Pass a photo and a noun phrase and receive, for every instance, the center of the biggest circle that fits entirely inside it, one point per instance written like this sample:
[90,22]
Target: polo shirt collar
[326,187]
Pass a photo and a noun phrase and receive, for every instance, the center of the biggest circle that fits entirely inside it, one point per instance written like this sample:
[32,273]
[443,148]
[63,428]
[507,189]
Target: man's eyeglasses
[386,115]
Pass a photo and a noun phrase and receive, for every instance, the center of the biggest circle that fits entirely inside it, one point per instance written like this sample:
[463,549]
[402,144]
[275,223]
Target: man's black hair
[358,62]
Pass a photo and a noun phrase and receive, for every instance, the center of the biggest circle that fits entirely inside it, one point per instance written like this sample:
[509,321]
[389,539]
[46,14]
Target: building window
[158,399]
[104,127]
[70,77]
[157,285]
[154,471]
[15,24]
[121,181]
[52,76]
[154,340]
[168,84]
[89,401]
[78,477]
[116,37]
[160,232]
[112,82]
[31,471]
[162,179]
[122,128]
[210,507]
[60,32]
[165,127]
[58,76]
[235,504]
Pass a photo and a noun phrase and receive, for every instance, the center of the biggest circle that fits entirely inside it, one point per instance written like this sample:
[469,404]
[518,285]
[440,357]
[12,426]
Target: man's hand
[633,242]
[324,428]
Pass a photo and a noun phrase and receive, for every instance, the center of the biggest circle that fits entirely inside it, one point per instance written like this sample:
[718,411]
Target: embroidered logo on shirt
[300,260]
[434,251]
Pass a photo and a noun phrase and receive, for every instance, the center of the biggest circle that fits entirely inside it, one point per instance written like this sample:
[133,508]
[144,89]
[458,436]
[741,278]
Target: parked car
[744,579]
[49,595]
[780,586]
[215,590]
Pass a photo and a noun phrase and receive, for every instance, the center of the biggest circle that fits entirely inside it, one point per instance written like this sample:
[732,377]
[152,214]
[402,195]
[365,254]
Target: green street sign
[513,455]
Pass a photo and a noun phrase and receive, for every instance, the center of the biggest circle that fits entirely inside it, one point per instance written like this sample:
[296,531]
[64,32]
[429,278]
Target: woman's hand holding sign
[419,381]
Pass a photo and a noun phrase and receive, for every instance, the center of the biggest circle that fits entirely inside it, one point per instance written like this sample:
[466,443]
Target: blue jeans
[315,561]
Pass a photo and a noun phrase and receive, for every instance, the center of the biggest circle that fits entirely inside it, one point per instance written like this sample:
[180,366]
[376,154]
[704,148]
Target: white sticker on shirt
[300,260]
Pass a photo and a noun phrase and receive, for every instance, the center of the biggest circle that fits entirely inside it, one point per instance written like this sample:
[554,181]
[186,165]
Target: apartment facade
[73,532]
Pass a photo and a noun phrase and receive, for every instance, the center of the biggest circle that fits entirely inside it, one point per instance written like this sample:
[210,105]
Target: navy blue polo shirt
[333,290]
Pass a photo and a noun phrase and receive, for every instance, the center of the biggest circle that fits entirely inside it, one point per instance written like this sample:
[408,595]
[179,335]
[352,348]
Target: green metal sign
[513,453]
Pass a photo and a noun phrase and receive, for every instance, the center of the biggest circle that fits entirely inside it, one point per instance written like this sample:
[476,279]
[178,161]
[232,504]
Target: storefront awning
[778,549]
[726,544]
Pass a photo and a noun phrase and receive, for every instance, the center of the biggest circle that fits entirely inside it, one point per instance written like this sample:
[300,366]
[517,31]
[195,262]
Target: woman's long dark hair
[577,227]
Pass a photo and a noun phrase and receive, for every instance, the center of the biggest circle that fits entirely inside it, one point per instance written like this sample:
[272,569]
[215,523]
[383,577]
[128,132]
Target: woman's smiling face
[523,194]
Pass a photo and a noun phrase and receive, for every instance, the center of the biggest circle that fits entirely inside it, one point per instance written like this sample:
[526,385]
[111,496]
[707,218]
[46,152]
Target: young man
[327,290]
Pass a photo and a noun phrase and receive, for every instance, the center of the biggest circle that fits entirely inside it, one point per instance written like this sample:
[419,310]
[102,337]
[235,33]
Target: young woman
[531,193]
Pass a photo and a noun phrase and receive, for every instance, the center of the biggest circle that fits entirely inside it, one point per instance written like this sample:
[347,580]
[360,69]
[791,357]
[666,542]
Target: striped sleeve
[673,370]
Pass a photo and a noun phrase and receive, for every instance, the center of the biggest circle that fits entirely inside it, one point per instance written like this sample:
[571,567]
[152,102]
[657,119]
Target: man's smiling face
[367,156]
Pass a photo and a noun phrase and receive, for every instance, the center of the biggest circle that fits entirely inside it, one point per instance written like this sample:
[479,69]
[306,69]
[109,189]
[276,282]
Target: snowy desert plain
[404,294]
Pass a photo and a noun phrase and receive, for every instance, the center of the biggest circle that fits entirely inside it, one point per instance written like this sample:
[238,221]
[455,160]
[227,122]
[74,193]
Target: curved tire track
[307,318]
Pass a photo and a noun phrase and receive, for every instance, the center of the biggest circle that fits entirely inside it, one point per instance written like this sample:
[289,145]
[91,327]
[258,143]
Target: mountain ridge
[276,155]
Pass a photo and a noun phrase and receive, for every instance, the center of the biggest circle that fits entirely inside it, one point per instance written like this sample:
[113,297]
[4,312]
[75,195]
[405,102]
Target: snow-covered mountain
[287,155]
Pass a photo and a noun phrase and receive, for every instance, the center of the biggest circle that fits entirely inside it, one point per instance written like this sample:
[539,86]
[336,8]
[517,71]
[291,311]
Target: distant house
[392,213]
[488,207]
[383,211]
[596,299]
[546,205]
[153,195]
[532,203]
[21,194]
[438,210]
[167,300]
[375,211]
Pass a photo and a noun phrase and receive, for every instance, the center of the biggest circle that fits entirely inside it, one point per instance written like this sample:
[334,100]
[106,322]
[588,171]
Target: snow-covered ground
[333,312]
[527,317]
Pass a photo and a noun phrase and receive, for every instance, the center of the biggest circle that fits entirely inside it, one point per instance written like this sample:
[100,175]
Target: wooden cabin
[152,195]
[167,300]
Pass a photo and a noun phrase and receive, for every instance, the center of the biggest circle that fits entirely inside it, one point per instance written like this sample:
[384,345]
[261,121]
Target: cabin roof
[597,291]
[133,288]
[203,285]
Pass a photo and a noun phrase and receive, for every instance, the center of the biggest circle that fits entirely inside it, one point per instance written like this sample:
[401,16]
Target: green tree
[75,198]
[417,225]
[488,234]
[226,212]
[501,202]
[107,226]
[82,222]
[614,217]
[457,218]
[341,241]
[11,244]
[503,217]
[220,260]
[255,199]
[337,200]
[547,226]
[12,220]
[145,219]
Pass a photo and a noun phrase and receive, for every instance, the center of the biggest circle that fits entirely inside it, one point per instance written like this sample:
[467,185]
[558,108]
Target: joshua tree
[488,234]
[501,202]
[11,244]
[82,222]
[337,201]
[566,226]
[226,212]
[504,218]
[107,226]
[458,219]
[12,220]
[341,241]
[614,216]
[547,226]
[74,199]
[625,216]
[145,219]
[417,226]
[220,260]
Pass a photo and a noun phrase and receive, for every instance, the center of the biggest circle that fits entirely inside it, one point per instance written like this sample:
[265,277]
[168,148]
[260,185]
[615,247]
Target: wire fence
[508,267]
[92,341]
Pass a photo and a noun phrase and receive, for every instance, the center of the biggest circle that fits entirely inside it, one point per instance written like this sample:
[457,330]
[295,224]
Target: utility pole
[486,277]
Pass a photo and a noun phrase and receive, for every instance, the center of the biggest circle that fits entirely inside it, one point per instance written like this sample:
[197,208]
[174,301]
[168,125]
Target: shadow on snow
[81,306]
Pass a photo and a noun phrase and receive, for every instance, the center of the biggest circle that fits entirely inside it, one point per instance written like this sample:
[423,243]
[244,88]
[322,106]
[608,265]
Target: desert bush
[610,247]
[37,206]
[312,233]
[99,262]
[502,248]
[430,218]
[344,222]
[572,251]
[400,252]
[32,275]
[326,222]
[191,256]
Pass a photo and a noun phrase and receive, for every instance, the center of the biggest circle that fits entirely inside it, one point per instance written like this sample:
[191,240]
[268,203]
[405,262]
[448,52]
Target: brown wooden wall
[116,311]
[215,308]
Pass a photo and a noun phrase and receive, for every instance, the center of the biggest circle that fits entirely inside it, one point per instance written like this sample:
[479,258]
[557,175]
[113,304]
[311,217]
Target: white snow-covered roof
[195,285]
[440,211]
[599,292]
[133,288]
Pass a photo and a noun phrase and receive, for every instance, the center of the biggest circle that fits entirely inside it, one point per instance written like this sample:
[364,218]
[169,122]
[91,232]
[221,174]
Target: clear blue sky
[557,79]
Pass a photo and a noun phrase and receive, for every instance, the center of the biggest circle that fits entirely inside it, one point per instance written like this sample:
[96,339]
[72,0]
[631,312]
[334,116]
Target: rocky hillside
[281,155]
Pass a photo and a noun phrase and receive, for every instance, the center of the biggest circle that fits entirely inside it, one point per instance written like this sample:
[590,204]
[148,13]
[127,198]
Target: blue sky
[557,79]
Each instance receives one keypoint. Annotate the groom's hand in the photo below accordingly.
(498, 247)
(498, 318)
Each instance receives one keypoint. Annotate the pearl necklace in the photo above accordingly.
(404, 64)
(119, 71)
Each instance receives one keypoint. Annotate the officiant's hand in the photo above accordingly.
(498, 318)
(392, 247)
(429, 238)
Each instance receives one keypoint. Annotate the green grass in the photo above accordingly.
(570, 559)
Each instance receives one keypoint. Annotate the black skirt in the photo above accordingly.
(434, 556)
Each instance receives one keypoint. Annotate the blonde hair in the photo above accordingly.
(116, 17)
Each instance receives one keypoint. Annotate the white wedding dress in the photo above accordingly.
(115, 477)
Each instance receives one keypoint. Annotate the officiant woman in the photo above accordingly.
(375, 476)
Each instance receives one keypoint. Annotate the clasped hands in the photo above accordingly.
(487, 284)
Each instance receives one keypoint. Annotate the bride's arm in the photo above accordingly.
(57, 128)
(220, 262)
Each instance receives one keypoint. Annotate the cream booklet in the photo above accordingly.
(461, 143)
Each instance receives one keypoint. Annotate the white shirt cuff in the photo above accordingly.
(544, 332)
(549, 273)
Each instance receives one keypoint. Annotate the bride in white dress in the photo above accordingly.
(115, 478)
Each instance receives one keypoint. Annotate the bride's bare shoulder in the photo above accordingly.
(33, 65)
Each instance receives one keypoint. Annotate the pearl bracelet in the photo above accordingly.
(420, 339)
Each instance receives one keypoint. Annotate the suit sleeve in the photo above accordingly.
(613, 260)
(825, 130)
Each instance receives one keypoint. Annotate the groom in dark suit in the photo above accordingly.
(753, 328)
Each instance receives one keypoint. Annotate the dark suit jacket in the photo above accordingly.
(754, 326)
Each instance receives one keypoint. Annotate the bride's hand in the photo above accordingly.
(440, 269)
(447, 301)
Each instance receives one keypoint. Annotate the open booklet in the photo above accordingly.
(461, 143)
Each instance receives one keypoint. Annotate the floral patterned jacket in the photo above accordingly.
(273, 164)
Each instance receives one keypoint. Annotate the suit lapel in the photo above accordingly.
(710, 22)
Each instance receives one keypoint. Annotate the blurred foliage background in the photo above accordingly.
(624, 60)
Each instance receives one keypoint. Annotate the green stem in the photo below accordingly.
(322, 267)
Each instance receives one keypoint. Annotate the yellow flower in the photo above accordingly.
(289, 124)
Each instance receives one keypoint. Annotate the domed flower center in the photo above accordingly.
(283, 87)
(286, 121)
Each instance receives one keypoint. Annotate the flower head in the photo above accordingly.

----------

-- DO THIS --
Edit the rows from the line containing "Each instance receives one keypoint. Annotate the blurred" through the last row, swapping "yellow flower" for "white flower" and leaving everything else as it is.

-- RESPONSE --
Each instance receives one keypoint. Annotate the blurred foliage background in the photo above accordingly.
(624, 60)
Each instance receives one keypoint. Annotate the green stem in the photo below accordingly.
(322, 267)
Each instance receives one keypoint. Annotate the white flower in the photo above accordingly.
(289, 124)
Each instance receives one keypoint. Annotate the domed flower center in the photo above accordingly.
(283, 87)
(286, 121)
Each instance receives one keypoint. Annotate the flower head in the photo above accordingly.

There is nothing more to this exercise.